**Directions for this task:**
Let the line containing "Category: protest banner" serve as the first line of the answer and the final line of the entries as its last, with every line between copied exactly.

**Input data:**
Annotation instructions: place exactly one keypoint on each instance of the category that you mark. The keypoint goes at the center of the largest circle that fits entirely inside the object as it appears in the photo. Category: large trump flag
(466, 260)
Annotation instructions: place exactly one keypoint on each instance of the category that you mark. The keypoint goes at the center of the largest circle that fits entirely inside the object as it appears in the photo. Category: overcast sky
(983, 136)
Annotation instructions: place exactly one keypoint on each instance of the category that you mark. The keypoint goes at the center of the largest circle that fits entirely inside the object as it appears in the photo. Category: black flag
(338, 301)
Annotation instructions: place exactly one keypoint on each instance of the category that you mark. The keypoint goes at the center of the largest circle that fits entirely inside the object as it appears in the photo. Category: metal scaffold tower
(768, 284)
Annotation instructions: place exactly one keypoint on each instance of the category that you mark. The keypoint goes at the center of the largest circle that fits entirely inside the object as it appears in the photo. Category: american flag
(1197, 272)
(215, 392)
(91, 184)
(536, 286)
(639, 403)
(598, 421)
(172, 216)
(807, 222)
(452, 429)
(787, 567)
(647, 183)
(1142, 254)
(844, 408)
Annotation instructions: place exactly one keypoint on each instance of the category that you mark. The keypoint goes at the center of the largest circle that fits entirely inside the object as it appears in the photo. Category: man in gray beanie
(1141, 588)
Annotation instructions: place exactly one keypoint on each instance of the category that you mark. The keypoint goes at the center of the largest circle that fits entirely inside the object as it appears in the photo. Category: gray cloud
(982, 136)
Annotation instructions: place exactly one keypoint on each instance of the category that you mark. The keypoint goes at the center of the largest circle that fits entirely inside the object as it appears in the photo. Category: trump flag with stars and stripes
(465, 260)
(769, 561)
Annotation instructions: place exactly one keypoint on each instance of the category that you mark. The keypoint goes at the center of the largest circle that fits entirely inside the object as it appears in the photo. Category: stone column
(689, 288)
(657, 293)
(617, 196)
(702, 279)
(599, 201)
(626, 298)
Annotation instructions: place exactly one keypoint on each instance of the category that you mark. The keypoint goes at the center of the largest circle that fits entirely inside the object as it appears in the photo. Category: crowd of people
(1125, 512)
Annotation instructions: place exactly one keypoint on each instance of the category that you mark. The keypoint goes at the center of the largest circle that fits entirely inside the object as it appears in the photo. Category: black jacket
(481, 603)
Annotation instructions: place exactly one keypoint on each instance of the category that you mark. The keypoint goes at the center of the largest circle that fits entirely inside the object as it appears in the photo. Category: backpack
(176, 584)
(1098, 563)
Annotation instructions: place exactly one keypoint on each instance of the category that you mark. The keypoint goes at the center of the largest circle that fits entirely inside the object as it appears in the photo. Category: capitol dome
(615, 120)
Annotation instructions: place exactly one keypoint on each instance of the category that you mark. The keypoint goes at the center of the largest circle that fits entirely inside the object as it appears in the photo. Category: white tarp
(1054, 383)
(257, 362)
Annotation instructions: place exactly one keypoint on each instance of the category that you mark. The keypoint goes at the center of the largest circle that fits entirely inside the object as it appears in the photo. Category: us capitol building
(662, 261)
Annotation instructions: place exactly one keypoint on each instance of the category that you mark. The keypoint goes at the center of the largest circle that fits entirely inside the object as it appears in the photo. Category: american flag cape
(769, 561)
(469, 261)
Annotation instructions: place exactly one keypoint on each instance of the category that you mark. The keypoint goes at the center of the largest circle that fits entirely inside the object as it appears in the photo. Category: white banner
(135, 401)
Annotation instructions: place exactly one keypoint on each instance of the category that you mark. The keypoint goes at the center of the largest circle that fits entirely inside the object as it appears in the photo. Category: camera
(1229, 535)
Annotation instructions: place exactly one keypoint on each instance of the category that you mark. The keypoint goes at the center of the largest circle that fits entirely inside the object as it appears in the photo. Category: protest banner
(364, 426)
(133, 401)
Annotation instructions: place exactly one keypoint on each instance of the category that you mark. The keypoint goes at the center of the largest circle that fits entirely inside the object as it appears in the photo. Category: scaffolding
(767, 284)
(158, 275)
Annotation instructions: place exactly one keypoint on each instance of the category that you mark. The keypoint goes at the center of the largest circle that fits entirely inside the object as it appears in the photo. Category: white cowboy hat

**Finished task:**
Annotation instructions: place exactly one keypoint on each instance of the category that you mark. The keypoint goes at the center of the largest circle that fits entirely inside the object as it appears in the photo. Category: protest banner
(364, 426)
(133, 401)
Annotation instructions: place exactly one keypoint on each instance of the category that you mark. The keypoint goes at the center of the largest circle that fits entirely inside the object as it appears in the photo. Category: scaffolding
(767, 284)
(158, 275)
Annotation instructions: place exactly one keypoint on each instance of the category that you mark. The keypoint goes at the center of the largest circle that fits entirely inside the object as it appears in the photo. Category: white cowboy hat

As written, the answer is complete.